■ Exercise details
Reproduce the records below word for word, starting with their first line and ending with the line that contains "[[141, 255]]", including that line.

[Entries drawn from a dataset]
━━━━

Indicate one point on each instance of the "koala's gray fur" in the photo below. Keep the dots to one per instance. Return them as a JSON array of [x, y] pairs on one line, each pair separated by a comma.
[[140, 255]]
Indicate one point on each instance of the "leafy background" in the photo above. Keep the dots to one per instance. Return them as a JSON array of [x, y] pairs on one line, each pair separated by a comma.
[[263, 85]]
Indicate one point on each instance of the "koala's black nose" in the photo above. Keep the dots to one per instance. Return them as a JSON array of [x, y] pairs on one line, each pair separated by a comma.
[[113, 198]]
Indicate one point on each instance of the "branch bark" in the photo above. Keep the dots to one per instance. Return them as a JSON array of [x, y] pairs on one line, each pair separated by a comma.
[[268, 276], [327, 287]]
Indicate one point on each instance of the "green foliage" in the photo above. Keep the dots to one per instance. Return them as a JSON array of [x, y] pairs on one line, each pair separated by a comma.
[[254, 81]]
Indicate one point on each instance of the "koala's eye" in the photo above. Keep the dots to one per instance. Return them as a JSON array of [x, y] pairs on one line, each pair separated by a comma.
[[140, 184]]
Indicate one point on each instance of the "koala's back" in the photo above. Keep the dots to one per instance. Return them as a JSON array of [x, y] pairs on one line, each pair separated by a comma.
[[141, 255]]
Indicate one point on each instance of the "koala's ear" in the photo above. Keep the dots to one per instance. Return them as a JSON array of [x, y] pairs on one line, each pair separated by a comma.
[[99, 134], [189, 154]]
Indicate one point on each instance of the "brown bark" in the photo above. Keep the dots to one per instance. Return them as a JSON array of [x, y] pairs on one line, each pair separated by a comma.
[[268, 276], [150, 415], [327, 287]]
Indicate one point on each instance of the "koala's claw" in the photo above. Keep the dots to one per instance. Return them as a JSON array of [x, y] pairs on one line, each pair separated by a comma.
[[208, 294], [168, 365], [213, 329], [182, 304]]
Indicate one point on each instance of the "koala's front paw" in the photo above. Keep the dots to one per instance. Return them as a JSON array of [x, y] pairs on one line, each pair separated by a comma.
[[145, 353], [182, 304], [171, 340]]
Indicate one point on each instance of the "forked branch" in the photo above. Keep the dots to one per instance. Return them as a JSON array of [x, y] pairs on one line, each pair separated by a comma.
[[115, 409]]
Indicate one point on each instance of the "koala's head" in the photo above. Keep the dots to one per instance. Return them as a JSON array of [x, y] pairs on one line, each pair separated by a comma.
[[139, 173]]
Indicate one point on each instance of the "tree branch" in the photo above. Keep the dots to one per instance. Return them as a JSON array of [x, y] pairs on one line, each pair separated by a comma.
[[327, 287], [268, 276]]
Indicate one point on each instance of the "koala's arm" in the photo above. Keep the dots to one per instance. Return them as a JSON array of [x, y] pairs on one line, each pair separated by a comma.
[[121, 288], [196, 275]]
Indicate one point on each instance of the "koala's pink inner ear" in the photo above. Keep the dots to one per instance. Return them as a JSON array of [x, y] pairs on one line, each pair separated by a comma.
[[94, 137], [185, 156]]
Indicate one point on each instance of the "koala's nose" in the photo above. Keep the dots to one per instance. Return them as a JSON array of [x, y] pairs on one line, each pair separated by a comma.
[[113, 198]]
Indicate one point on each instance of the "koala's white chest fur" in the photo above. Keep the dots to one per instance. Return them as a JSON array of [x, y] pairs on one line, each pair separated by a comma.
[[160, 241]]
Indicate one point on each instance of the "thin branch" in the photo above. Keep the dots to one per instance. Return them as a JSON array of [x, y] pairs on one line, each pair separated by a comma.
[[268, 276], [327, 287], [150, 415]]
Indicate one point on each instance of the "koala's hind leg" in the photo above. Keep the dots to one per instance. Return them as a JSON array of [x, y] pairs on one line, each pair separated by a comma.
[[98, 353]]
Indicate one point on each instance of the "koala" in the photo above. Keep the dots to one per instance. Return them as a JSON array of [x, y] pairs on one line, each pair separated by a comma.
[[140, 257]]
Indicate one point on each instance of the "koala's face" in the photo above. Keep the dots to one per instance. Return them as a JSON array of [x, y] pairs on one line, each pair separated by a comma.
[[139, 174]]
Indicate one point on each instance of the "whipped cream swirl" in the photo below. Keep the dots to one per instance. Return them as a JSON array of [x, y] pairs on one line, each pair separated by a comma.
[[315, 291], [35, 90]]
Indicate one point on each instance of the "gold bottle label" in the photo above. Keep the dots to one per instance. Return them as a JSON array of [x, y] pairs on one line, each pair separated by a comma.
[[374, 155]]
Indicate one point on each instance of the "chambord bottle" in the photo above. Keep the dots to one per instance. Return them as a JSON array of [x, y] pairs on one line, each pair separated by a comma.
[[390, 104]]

━━━━

■ Solution for this exercise
Indicate one point on each instance of the "koala's gray fur" in the photo below. Keep the dots to one per instance. Return them as a JSON array of [x, y] pairs on one line, each pair separated by a comma.
[[140, 255]]
Indicate one point on each instance of the "leafy background" in the photo above. Keep the dots to one per instance. Return them as a JSON array of [x, y] pairs on one line, each pair separated by a comma.
[[263, 85]]
Indicate one point on each instance of the "koala's black nose" in the photo above. Keep the dots to one per instance. Return them as a JSON array of [x, y] pairs on one line, each pair separated by a comma.
[[113, 198]]
Indicate one point on each instance of the "branch bark" in the photo above. Keep the dots to one per instance. Return them as a JSON array of [x, y] pairs on one line, each pair separated by a comma.
[[268, 276], [327, 287]]
Indicate one point on each instance of the "green foliage" in the photo above. Keep the dots to one per instance. Return them as a JSON array of [x, y] pairs on one line, each pair separated by a comma.
[[254, 81]]
Indicate one point on each instance of the "koala's eye" in the photo above. Keep the dots to one per instance. Return them as a JSON array of [x, y] pairs on one line, each pair separated by a comma.
[[140, 184]]
Indicate one point on each instance of the "koala's back" in the photo above. Keep the dots to one per instance. Return them as a JSON array of [x, y] pairs on one line, each pair separated by a comma.
[[141, 255]]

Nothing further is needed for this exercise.